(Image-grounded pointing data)
------------------------------------
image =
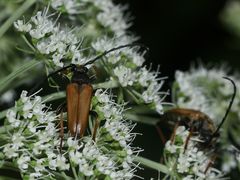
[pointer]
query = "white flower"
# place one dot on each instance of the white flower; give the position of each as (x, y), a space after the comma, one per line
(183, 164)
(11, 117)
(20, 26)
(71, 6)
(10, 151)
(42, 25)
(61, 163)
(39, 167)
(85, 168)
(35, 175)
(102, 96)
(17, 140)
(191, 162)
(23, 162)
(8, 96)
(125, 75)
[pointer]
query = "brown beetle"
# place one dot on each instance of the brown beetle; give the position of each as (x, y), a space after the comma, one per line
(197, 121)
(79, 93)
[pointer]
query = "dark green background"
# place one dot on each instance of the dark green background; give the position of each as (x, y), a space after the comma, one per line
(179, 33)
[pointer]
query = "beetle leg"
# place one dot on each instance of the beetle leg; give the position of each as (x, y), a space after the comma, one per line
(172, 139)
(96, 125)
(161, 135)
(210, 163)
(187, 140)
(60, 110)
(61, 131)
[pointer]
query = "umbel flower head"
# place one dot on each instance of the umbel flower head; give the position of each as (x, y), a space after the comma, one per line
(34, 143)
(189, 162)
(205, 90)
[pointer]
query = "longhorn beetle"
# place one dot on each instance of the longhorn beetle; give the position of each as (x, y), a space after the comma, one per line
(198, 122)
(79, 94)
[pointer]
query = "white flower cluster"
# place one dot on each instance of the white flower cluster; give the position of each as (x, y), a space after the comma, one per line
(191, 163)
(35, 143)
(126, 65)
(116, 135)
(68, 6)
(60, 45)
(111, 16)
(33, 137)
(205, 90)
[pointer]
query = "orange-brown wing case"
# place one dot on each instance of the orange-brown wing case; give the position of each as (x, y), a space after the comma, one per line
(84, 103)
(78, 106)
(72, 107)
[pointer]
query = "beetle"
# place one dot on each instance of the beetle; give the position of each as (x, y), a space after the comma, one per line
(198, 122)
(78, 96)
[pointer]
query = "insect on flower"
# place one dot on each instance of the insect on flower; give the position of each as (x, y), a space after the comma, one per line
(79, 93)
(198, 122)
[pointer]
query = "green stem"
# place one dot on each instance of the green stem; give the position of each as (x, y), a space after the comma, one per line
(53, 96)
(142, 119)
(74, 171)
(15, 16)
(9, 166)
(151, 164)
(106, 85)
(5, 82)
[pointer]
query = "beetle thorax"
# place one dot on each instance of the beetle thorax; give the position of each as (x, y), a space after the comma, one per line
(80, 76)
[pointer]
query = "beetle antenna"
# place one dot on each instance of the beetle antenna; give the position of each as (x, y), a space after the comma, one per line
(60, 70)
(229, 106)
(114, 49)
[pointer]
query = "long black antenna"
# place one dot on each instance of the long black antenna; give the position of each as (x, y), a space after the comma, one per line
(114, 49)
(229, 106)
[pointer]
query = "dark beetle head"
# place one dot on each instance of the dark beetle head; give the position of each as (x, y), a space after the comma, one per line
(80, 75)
------------------------------------
> _Task item_
Without including any pictures, please restate all the records exactly.

> _Answer box_
image =
[pointer]
query = "white flower"
# place one dot on each instance of the white flower; give the position of each as (x, y), a space after the comma, one per line
(183, 164)
(11, 117)
(20, 26)
(71, 6)
(10, 151)
(42, 25)
(61, 163)
(39, 167)
(85, 168)
(35, 175)
(102, 96)
(17, 140)
(191, 162)
(23, 162)
(8, 96)
(125, 75)
[pointer]
query = "brown beetle"
# place one dot on each instance of the brown beetle; give the position of each as (x, y), a space after the comma, one per line
(197, 121)
(79, 93)
[pointer]
query = "dark green background"
# place one dot on each instance of the dark green background; give the position of each as (x, y), a space after the comma, one per line
(179, 33)
[pointer]
query = "beetle leg"
# place one dot on each instance of the beetle leg; give the position of each as (x, y), a space after the comma, one per line
(172, 139)
(96, 125)
(161, 135)
(210, 163)
(187, 140)
(60, 110)
(61, 131)
[pointer]
query = "umbel flower head"
# place one dot on each instance of the umbel flower head; give the position of each as (x, y), a space after the comma, one per line
(34, 143)
(189, 162)
(205, 90)
[pointer]
query = "longhorn beetle"
# place one dot on each instance of the longhorn beetle; give the position of each as (x, y), a space after the comma, one per line
(198, 122)
(79, 94)
[pointer]
query = "white flower cluster"
# place one dot on each instance of the white flower cluster; give the position of each as (x, y), a space after the comma, one per line
(191, 163)
(35, 143)
(126, 65)
(116, 135)
(68, 6)
(60, 45)
(111, 16)
(33, 137)
(205, 90)
[pointer]
query = "orange-brown wing case"
# place one dot on each instance of the orange-brown wing case; give the position of each as (x, y), a space after the comma, one per line
(84, 103)
(78, 106)
(72, 107)
[pointer]
query = "beetle"
# place one dot on each instance of the beetle; give the position of each as (x, y), a space after the comma, one per line
(198, 122)
(78, 96)
[pointer]
query = "insect on flower"
# place one dot on each instance of the insect on flower; give the position of each as (x, y), a space after the comma, one per line
(79, 93)
(198, 122)
[pointer]
query = "green stem"
# place one dot on each instance of the green stem; give the position of each as (x, y), a space after the comma, one per line
(53, 96)
(142, 119)
(74, 171)
(15, 16)
(9, 166)
(151, 164)
(106, 85)
(5, 82)
[pointer]
query = "beetle thorax"
# place one dot on each instance of the beetle thorax; give the position of each as (x, y), a space after the comma, one per line
(80, 76)
[pointer]
query = "beetle antenna"
# place one dot on each instance of the beetle antenna; give the position of each as (x, y), a space after the comma, one per line
(60, 70)
(229, 106)
(114, 49)
[pointer]
query = "long black antenna"
# place one dot on each instance of the long black antenna; give the position of each as (x, y), a space after the comma, one per line
(114, 49)
(229, 106)
[pointer]
query = "dark beetle head"
# place one dot on each instance of the dark beetle head; give the position of each as (x, y), a space after the comma, one per line
(80, 75)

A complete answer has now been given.